The problem: Count the lines in the entries below that contain the string "glass", treating uppercase and lowercase as different. Reply with the number only.

Supplied material:
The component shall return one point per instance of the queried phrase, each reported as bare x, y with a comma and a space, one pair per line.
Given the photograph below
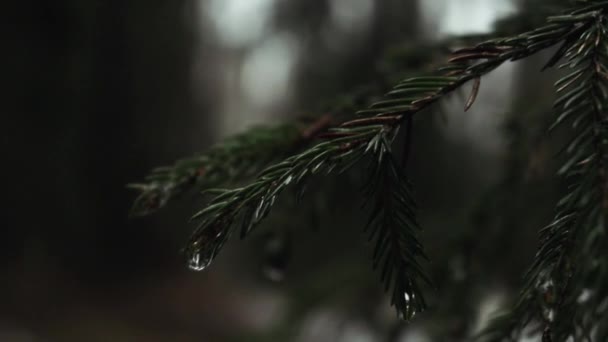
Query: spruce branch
565, 286
238, 157
393, 226
348, 143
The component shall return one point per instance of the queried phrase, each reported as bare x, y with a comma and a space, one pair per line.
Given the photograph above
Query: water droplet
203, 251
198, 262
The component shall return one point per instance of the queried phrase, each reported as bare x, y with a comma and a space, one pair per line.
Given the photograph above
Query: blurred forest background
100, 92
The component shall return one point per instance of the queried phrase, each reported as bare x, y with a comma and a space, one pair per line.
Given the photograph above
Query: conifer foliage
566, 288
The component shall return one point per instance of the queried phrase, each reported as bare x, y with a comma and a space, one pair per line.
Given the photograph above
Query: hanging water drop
198, 263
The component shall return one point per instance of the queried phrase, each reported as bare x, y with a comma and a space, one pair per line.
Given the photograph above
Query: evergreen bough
565, 294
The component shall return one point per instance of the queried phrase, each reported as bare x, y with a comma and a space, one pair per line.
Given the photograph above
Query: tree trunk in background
103, 91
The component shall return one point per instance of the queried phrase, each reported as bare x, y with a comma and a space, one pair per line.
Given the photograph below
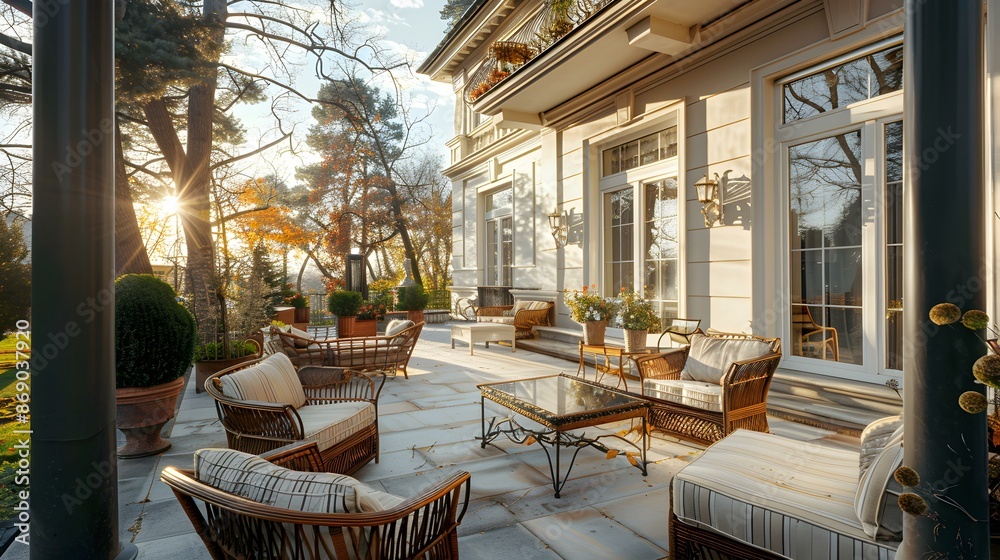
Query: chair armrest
665, 365
258, 418
300, 456
492, 311
325, 385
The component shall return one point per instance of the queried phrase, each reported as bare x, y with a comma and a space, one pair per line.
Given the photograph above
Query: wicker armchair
255, 426
523, 315
234, 527
699, 411
389, 354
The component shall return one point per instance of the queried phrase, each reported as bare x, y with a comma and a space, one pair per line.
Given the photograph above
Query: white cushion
397, 326
710, 357
495, 319
706, 396
330, 424
271, 380
874, 438
787, 496
298, 332
876, 501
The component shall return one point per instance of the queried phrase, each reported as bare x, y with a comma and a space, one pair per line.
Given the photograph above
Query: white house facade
606, 114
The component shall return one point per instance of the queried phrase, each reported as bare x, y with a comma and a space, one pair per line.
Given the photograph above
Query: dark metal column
945, 262
74, 497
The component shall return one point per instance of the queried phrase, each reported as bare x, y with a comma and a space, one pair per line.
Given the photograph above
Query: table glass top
562, 395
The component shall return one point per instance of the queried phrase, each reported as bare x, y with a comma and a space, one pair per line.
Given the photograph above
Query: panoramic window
844, 189
649, 149
859, 79
498, 208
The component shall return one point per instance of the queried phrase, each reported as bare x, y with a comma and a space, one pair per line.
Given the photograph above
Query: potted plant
154, 345
301, 305
344, 304
366, 323
594, 311
636, 316
412, 299
212, 358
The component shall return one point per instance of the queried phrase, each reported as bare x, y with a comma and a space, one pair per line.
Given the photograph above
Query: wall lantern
559, 223
709, 196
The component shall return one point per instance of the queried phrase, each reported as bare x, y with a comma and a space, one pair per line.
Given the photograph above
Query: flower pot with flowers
636, 316
301, 305
593, 310
366, 323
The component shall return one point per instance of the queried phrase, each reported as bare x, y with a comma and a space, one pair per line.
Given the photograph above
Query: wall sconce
559, 223
710, 198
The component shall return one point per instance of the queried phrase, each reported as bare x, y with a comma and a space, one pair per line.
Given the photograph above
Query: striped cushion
272, 380
790, 497
256, 479
330, 424
876, 501
709, 357
875, 436
706, 396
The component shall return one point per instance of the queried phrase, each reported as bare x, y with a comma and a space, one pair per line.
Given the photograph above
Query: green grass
8, 423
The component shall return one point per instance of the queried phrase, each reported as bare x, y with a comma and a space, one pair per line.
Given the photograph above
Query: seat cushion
710, 357
256, 479
876, 502
271, 380
706, 396
330, 424
305, 339
787, 496
505, 320
874, 438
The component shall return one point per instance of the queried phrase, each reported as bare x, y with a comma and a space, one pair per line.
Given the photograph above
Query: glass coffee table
561, 404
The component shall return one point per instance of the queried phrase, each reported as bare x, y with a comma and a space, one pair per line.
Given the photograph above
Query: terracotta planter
365, 327
415, 315
635, 341
141, 414
205, 368
593, 332
302, 315
345, 326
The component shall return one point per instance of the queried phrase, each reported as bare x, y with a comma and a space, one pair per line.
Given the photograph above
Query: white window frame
772, 241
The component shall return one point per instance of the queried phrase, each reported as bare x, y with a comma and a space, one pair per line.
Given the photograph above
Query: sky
408, 28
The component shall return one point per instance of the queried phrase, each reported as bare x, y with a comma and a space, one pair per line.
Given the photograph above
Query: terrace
428, 427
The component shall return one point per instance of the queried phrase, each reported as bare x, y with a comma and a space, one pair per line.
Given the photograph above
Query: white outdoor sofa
755, 495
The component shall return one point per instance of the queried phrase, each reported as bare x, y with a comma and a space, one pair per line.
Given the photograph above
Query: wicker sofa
705, 391
265, 404
244, 507
524, 315
757, 496
389, 353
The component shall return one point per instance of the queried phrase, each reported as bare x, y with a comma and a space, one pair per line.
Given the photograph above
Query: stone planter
635, 341
345, 326
593, 332
302, 315
141, 414
204, 368
415, 315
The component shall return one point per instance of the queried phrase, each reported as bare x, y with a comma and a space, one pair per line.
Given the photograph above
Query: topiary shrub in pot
154, 346
412, 299
344, 304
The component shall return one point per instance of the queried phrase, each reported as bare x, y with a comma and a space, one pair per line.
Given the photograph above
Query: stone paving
428, 424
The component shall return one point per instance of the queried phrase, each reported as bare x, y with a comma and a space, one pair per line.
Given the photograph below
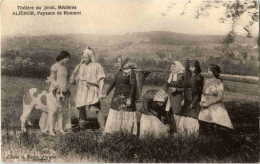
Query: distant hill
137, 45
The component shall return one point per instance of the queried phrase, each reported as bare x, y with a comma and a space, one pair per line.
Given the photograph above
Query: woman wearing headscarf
155, 104
122, 113
193, 84
213, 111
90, 81
175, 89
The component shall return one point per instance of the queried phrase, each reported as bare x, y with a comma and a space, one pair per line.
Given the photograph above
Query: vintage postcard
171, 81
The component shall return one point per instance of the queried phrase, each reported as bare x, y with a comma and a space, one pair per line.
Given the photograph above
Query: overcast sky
117, 17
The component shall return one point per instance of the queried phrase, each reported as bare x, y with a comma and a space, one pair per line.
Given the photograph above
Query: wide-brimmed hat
160, 96
192, 62
130, 65
90, 53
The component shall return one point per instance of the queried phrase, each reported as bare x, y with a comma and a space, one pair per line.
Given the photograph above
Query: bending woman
122, 113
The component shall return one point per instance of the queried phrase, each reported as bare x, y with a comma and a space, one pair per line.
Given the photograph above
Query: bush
24, 67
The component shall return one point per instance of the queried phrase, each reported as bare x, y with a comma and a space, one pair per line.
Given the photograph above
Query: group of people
190, 104
185, 104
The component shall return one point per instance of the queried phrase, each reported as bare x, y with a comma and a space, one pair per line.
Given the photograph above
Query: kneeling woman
154, 106
213, 111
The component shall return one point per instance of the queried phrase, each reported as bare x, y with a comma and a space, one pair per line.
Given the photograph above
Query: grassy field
90, 146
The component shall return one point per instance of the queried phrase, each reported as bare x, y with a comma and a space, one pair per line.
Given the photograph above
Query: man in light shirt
90, 82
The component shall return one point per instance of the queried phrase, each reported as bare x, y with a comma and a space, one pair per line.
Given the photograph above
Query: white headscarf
178, 69
162, 96
90, 53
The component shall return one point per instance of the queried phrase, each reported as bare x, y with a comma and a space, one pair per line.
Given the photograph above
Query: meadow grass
91, 146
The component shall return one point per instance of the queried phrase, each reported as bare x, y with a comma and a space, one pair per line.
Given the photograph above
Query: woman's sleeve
53, 75
219, 94
146, 100
100, 73
199, 89
180, 84
133, 84
112, 85
75, 72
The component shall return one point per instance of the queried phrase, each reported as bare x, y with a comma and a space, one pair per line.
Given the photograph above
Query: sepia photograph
151, 81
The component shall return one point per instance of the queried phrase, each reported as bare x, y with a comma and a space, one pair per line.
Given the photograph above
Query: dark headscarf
215, 69
63, 55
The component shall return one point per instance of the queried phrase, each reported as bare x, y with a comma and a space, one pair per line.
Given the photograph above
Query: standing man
90, 82
58, 79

Solution: 2